• [CHECK YOUR UNDERSTANDING]
1 > According to the study text on knowledge graphs, in what year did Google formally propose the knowledge graph?
2 > Continue the study text on knowledge graphs from its final sentence.

• [STUDY TEXT]
══════════

Финансирование: данное исследование проводилось при поддержке Основного проекта Государственного фонда естественных наук Китая (Ш911202), стратегического научно-исследовательского проекта провинции Гуандун (2020В1111370001), проекта уполномоченного по науке и технологиям провинции Гуандун (GDKTP2020053500).
Для цитирования: Чжоу Юнчжан, Чжан Цяньлун, Шэнь Вэньцзе, Сяо Фань, Чжан Яньлун, Чжоу Шиу [и др.]. Построение и применение графа знаний медно-порфировых месторождений // Науки о Земле и недропользование. 2021. Т. 44. № 3. С. 204-218. https://doi.org/10.21285/2686-9993-2021-44-3-204-218.
Introduction
In the present era of big data, data grows explosively, and it tends to be massive, heterogeneous, and loosely organized, bringing serious challenges to effective access to information and knowledge. The fundamental way out is to extend the human brain with the help of machine and machine learning, which urgently needs a language that people and machines can understand together [1-3].
The knowledge graph is one among these technologies. It is an integral part of artificial intelligence technology, known as interpretable artificial intelligence. With its powerful semantic processing ability and open organization ability, it provides an effective tool for knowledge organization and intelligent applications of information in the era of big data. Since the knowledge graph was formally proposed by Google in 2012, it has attracted much attention of researchers and has
been widely used in intelligent search, intelligent Q & A, personalized recommendation, and so on [4-12]1.
This paper presents a case study to construct the knowledge graph, with a porphyry copper mine as a carrier. It introduces the construction algorithm of the geological deposit domain knowledge graph and discusses the extended idea of knowledge graph to Earth system - Metal-logenic system - Exploration system - Prediction and evaluation system.

══════════

• [DATASET EXTRACT]
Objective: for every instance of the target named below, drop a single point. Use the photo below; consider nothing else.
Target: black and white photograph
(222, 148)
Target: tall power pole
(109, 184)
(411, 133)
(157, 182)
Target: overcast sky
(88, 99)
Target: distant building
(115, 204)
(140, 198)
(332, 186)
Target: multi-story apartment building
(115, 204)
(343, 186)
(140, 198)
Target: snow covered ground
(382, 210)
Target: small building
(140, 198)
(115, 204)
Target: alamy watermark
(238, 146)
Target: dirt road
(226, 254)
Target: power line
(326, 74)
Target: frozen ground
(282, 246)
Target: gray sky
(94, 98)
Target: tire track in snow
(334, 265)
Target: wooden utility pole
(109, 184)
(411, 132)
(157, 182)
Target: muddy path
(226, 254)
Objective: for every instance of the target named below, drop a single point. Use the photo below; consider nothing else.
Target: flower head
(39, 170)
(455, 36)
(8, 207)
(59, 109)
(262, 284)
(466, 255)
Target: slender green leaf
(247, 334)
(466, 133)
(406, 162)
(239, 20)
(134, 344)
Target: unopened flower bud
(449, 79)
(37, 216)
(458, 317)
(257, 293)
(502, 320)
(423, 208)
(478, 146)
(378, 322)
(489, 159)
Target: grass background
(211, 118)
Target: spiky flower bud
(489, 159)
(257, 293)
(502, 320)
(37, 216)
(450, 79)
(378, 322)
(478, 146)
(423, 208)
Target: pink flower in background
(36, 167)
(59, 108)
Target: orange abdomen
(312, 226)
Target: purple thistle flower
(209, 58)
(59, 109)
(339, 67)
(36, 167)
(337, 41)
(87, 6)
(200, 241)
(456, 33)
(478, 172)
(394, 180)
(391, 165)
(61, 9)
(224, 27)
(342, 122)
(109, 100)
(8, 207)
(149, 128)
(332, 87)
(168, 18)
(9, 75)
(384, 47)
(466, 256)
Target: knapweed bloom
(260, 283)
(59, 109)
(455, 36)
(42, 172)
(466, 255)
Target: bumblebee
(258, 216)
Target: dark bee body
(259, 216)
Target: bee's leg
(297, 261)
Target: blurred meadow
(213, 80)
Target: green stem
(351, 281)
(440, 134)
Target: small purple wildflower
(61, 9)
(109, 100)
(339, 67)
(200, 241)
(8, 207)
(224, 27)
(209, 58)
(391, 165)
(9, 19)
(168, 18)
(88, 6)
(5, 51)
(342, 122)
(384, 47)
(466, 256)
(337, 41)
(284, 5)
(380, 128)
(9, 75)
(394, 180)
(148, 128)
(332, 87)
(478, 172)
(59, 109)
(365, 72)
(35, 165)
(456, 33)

══════════

• [ANSWERS BY ITEM NUMBER]
1 > 2012

2 >
Methodology
The basis of the knowledge graph is a semantic network to reveal the relationship between entities [13]. It describes the real-world things and their relations in the way of "graph" and stores them in the database in the way of "entity-relationship - entity" triple. As a network, it consists of nodes and edges. A node represents an entity: all kinds of things, existence, and concepts in the real world, which can be either a concrete entity or an abstract concept, such as a known ore point or an abstract porphyry copper concept. Edge represents the relationship between entities, which is represented as attributes in many scenes, such as the location of ore point, rock mass, element content or mineralization time, and process of an ore occurrence. Figure 1 is the representation diagram of knowledge graph entity, attribute, and relationship.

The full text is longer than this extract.